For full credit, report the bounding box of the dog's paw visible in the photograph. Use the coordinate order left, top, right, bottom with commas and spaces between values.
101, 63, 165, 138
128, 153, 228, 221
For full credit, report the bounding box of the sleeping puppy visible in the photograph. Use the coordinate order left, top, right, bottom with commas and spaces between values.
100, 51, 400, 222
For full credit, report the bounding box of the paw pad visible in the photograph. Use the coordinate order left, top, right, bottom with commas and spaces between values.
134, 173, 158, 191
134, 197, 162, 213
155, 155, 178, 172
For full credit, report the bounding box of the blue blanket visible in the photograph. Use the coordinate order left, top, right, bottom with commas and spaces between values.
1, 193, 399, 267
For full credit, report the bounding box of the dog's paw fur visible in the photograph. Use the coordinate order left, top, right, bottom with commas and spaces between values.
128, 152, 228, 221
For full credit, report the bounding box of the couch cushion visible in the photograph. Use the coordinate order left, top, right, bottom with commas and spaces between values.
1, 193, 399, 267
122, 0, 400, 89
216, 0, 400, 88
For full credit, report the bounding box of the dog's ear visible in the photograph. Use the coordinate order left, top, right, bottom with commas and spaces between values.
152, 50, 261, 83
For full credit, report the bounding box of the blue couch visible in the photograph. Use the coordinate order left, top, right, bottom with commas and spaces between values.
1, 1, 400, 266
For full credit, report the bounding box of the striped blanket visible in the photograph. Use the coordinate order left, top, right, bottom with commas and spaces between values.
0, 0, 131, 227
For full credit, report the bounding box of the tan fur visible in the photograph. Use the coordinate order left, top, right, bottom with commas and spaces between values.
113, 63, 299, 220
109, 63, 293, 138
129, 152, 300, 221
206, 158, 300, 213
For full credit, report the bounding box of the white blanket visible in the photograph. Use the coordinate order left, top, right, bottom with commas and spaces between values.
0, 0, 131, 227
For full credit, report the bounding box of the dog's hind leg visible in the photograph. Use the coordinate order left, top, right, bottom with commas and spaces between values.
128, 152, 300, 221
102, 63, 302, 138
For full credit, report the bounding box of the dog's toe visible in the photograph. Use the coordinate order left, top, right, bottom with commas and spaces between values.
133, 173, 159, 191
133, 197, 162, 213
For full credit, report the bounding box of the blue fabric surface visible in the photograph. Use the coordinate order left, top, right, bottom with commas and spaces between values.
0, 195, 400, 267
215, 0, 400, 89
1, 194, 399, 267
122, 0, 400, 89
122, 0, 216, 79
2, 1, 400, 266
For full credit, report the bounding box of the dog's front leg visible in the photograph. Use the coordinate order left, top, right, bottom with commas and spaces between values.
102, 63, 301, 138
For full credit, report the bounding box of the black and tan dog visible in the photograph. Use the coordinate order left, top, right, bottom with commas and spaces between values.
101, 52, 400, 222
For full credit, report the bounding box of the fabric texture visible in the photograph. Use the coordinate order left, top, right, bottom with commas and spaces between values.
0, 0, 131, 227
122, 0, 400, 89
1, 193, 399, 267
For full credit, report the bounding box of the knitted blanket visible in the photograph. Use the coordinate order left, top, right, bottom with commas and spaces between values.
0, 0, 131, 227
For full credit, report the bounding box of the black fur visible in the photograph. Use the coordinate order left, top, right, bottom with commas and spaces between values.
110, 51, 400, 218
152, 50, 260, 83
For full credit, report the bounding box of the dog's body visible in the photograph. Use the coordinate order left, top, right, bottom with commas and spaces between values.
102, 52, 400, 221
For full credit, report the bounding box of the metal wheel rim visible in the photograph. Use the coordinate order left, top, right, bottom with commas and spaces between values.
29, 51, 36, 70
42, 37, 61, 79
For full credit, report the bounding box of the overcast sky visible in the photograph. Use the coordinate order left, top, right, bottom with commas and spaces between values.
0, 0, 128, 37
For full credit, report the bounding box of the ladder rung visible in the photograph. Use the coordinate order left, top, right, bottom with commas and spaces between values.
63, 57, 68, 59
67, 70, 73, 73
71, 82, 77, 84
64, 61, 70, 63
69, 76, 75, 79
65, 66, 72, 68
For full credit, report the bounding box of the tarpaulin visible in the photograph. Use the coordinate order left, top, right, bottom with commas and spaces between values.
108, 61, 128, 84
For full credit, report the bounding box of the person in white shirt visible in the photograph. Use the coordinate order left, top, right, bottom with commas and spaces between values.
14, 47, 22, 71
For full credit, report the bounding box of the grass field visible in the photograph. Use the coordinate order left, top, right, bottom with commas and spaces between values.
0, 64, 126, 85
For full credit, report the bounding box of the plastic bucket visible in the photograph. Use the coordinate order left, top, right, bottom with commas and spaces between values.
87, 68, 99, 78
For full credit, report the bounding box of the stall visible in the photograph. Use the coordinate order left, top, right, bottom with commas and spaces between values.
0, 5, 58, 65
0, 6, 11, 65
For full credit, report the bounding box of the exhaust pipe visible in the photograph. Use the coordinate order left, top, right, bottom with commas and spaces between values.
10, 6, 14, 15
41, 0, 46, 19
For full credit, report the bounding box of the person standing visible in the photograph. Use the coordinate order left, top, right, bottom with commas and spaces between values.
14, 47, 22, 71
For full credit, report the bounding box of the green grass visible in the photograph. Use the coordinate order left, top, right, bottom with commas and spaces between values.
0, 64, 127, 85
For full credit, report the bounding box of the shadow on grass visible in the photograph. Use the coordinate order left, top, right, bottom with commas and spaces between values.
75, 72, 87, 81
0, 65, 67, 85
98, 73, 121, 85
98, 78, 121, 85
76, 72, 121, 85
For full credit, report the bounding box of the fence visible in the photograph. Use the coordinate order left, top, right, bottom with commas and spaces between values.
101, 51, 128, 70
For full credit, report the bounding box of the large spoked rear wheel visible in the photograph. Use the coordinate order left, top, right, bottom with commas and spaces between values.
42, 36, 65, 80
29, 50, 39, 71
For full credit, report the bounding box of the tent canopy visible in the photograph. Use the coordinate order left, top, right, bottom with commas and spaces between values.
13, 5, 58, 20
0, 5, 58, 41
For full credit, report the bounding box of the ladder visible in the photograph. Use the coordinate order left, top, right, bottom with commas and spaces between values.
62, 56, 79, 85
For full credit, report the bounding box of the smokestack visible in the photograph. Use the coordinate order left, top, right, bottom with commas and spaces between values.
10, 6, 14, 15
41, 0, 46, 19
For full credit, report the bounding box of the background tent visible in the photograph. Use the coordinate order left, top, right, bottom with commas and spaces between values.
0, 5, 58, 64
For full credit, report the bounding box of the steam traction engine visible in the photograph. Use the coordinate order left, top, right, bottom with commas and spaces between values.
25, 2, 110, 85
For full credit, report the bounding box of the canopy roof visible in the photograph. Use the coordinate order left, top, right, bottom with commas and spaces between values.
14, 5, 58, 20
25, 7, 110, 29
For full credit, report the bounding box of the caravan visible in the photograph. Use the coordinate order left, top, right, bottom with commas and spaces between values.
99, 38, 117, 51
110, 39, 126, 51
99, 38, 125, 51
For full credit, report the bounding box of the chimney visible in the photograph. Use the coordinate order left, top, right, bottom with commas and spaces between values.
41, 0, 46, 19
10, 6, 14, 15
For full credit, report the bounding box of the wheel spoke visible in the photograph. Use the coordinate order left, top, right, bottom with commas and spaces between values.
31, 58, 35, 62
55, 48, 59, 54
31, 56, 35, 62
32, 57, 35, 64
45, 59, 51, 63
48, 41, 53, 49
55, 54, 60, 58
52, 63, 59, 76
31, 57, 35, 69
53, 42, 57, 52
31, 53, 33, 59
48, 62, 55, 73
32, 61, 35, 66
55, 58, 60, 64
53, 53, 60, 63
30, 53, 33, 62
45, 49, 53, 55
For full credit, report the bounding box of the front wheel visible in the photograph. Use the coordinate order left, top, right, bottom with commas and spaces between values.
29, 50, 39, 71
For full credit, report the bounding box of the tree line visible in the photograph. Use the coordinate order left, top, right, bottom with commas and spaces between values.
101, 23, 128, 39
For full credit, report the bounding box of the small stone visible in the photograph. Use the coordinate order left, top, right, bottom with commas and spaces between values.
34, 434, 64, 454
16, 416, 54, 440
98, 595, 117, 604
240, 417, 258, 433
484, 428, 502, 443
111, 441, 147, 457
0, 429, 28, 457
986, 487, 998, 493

• _Work instructions_
Could you copy exactly the line containing "For full credit, report the bounding box of the tree" and each line after it through the end of the records, and nothing else?

• _Result below_
For full credit, report the bounding box of the tree line visible in the photograph. Use the coordinate order left, top, right, bottom with commas and spaces between values.
101, 23, 128, 39
For full credit, report the bounding box of the small stone visible in the photograph. Use the coordinate order left, top, right, bottom with commas and spaces between values.
34, 434, 64, 454
16, 416, 54, 440
98, 595, 117, 604
240, 417, 258, 433
484, 428, 502, 443
111, 441, 147, 457
0, 429, 28, 457
986, 487, 998, 493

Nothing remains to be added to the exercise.